• Written instruction 1: In the interview excerpt, which two words make up the verb veroir, and what does each mean?
• Written instruction 2: Reproduce the interview excerpt word for word, between "Do you think" and "understand it entirely.", inclusive.

Do you think our species deserves to continue?

Not really. But we could deserve it if we change our ways. Because if we continue on this path, the earth definitely has to get rid of us. There’s no other choice. It is the Christian paradigm that the earth was created for our use. That ain’t the earth’s idea. That isn’t the purpose of evolution. The purpose of evolution is to evolve. It’s not part of our mission to control or to change nature to suit our needs in such violent ways as we do now. We are making the ocean a plastic ocean. To me, we are in a period of distortion, distortion of all relationships.

On the topic of distortion, I must admit I was a little confused by the title of your retrospective in Rotterdam, Seehearing the Enlightened Failure. I read about it and researched extensively, but I am still not sure I understand it entirely.

I am very happy to be asked because I meant this title as a conundrum, as a riddle purposefully. Because it is a riddle that neither I nor anyone else understands exactly, and that’s why it matters. Years ago I created this verb: veroir. It is composed of two words and is, as Lewis Carroll wrote, a portmanteau.

[Here Sarah asks Cecilia if she could write it down. She takes a pencil and writes the following: Ver = to see, Oir = to hear]

Veroir, to me, is when you see hearing, and the hearing sees itself. It’s like an equation that turns to observe itself. And when I saw it, I thought that this is the word we need to leap into a new consciousness and perception of us, of what it is to be human. I think the key to every discussion that’s happening now is that we have refused every definition of what it is to be human. To be human is not to be a person; to be human is to be united. Because, essentially we are all completely connected through breath, through shit, through food, you see? We are pure connection. Why is veroir important? Are we really looking at ourselves? Where is the enlightenment when it comes to veroir? We need to re-enlighten ourselves by “seehearing” our own failures. How we have failed to preserve the earth, to preserve the food sources, to preserve the beasts and the fish. Our culture appears to be a success, but it is a success that hides our profound failure.

• Data supplied:
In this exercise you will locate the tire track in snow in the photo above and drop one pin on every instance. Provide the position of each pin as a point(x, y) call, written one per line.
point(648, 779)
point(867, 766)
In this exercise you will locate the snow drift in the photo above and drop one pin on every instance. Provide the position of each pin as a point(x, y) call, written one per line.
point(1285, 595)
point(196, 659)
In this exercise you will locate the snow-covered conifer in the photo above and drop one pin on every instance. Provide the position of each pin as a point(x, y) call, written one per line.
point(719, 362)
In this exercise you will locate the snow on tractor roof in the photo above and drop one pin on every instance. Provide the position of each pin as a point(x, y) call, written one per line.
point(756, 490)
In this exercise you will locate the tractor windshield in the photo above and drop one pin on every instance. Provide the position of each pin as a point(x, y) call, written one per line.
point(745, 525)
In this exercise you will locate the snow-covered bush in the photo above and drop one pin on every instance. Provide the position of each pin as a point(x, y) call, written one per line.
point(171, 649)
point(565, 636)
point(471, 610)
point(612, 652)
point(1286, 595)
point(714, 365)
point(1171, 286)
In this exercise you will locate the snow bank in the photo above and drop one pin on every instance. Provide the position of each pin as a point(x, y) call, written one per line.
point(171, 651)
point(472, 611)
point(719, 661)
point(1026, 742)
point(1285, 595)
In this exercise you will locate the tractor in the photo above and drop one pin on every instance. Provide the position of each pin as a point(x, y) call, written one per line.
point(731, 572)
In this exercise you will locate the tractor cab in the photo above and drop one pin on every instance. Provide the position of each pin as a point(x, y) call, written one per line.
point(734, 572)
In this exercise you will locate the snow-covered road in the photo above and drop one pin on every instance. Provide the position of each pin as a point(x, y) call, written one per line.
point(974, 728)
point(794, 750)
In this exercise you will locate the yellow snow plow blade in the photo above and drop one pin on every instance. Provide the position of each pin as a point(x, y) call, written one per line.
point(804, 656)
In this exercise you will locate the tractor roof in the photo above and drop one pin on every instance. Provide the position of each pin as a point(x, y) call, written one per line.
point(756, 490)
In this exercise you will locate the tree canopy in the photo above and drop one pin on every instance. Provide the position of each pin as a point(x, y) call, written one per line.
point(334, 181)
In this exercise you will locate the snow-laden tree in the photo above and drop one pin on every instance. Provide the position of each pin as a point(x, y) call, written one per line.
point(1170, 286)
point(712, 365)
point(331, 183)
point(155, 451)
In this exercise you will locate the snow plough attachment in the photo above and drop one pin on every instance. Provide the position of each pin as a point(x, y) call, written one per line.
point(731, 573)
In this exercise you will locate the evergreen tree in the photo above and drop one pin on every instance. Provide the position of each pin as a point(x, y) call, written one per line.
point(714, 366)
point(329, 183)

• Output 1: Ver, meaning to see, and oir, meaning to hear.

• Output 2:
Do you think our species deserves to continue?

Not really. But we could deserve it if we change our ways. Because if we continue on this path, the earth definitely has to get rid of us. There’s no other choice. It is the Christian paradigm that the earth was created for our use. That ain’t the earth’s idea. That isn’t the purpose of evolution. The purpose of evolution is to evolve. It’s not part of our mission to control or to change nature to suit our needs in such violent ways as we do now. We are making the ocean a plastic ocean. To me, we are in a period of distortion, distortion of all relationships.

On the topic of distortion, I must admit I was a little confused by the title of your retrospective in Rotterdam, Seehearing the Enlightened Failure. I read about it and researched extensively, but I am still not sure I understand it entirely.